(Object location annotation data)
--------------------

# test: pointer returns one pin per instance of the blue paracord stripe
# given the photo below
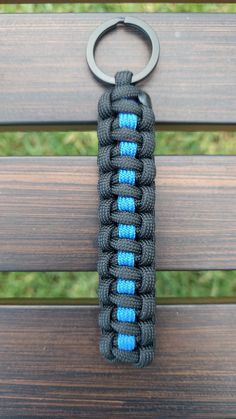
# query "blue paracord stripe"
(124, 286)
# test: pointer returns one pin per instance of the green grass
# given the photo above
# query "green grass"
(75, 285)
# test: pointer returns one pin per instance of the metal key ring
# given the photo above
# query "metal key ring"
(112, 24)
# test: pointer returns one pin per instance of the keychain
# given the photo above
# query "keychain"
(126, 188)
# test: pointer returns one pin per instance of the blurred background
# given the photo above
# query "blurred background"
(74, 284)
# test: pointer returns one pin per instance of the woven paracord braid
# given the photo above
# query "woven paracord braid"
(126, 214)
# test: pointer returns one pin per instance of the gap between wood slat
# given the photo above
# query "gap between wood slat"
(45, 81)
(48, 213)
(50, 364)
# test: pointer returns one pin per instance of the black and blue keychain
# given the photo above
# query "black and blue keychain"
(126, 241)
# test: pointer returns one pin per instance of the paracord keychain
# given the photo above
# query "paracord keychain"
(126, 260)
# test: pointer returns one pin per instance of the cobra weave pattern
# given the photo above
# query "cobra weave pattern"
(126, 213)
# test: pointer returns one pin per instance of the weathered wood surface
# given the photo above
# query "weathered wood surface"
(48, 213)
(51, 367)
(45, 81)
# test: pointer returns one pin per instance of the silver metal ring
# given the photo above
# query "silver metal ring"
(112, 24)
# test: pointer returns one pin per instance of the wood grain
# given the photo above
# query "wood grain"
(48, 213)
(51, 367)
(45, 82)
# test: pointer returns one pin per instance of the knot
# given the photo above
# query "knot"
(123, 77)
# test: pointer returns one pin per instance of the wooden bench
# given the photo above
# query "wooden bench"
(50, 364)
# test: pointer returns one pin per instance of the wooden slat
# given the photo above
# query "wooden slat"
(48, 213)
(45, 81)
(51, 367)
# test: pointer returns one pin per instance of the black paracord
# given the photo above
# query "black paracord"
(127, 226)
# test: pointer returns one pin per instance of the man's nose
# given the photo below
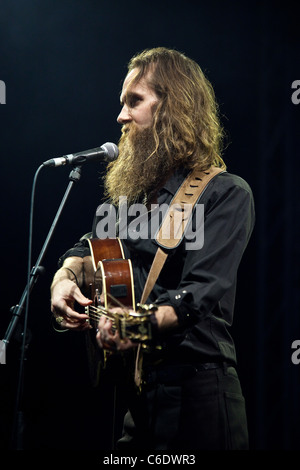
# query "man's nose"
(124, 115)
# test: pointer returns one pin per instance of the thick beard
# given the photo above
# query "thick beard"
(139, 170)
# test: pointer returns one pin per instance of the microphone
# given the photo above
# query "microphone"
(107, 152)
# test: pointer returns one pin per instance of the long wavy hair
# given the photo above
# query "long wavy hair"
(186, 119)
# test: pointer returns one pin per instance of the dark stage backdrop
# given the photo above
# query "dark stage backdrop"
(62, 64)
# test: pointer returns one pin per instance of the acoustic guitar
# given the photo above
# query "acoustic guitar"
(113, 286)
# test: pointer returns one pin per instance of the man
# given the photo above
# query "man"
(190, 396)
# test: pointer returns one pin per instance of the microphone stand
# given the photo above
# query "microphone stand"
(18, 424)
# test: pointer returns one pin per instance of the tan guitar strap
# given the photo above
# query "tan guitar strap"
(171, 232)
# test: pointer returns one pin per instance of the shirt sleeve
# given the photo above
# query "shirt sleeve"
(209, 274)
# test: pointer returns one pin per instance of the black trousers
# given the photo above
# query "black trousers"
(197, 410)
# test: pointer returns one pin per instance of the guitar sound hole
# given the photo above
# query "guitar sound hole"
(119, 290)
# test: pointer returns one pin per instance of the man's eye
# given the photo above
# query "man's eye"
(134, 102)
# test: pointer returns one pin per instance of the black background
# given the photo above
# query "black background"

--------------------

§ What to produce
Arrange the lines of the material above as a JSON list of strings, one string per line, skipping blank lines and leaving out the pictures.

§ Response
[
  "# test: pointer returns one pin per instance of the blue paracord stripe",
  "# given the photo below",
  "# query \"blue paracord stripe\"",
  "(124, 286)",
  "# test: pointer returns one pin per instance of the green grass",
  "# given the photo above",
  "# query \"green grass\"",
  "(75, 285)",
  "# test: pointer returns one pin per instance of the metal key ring",
  "# given the photo above",
  "# query \"metal key ring\"",
  "(112, 24)",
  "# test: pointer returns one pin per instance of the keychain",
  "# given the photo above",
  "# query \"keychain\"",
  "(126, 188)",
  "# test: pointer returns one pin per instance of the blurred background",
  "# given the photo above",
  "# query \"blurred background\"",
  "(74, 284)",
  "# test: pointer returns one pin per instance of the woven paracord braid",
  "# given the photo above",
  "# query \"woven paracord braid\"",
  "(126, 214)",
  "# test: pointer returns one pin per instance of the gap between wood slat",
  "# given the photo above",
  "# query \"gap between wood slat\"",
  "(45, 81)",
  "(48, 213)",
  "(50, 364)",
  "# test: pointer returns one pin per instance of the black and blue keychain",
  "# given the photo above",
  "# query \"black and blue keychain\"",
  "(126, 241)",
  "# test: pointer returns one pin per instance of the paracord keychain",
  "# given the photo above",
  "# query \"paracord keychain\"",
  "(126, 260)",
  "# test: pointer returns one pin per instance of the cobra weave pattern",
  "# given the photo above",
  "# query \"cobra weave pattern\"",
  "(126, 213)",
  "# test: pointer returns one pin per instance of the weathered wood surface",
  "# given the photo above",
  "# query \"weathered wood surface\"",
  "(48, 213)",
  "(51, 367)",
  "(45, 81)",
  "# test: pointer returns one pin per instance of the silver metal ring",
  "# given the photo above",
  "# query \"silver metal ring\"",
  "(112, 24)",
  "# test: pointer returns one pin per instance of the wood grain",
  "# given the photo above",
  "# query \"wood grain\"",
  "(48, 213)",
  "(51, 367)",
  "(45, 82)",
  "# test: pointer returns one pin per instance of the knot",
  "# given the photo above",
  "# query \"knot\"",
  "(123, 77)",
  "# test: pointer returns one pin per instance of the wooden bench",
  "# given the photo above",
  "# query \"wooden bench\"",
  "(50, 364)",
  "# test: pointer returns one pin per instance of the wooden slat",
  "# given the photo above",
  "# query \"wooden slat\"",
  "(48, 213)",
  "(45, 81)",
  "(51, 367)",
  "# test: pointer returns one pin per instance of the black paracord",
  "# given the photo above",
  "# query \"black paracord\"",
  "(127, 226)",
  "# test: pointer returns one pin per instance of the man's nose",
  "# given the photo below",
  "# query \"man's nose\"",
  "(124, 115)",
  "# test: pointer returns one pin per instance of the thick beard",
  "# given the photo above",
  "# query \"thick beard\"",
  "(139, 170)",
  "# test: pointer returns one pin per instance of the microphone",
  "# given the photo above",
  "# query \"microphone\"",
  "(107, 152)",
  "# test: pointer returns one pin per instance of the long wavy hair",
  "# given the photo above",
  "# query \"long wavy hair\"",
  "(186, 119)",
  "# test: pointer returns one pin per instance of the dark stage backdrop",
  "# given the photo above",
  "# query \"dark stage backdrop\"",
  "(62, 64)",
  "# test: pointer returns one pin per instance of the acoustic guitar",
  "# given the photo above",
  "# query \"acoustic guitar\"",
  "(113, 286)",
  "# test: pointer returns one pin per instance of the man",
  "# given the photo above",
  "# query \"man\"",
  "(190, 396)",
  "# test: pointer returns one pin per instance of the microphone stand",
  "# given the photo above",
  "# query \"microphone stand\"",
  "(18, 424)",
  "# test: pointer returns one pin per instance of the tan guitar strap",
  "# given the photo above",
  "# query \"tan guitar strap\"",
  "(171, 232)",
  "# test: pointer returns one pin per instance of the shirt sleeve",
  "# given the photo above",
  "# query \"shirt sleeve\"",
  "(209, 274)",
  "# test: pointer returns one pin per instance of the black trousers",
  "# given the photo above",
  "# query \"black trousers\"",
  "(197, 410)",
  "# test: pointer returns one pin per instance of the guitar sound hole",
  "# given the photo above",
  "# query \"guitar sound hole\"",
  "(119, 290)",
  "# test: pointer returns one pin per instance of the man's eye",
  "# given the photo above",
  "# query \"man's eye\"",
  "(134, 102)",
  "# test: pointer returns one pin per instance of the black background",
  "# given the photo above",
  "# query \"black background\""
]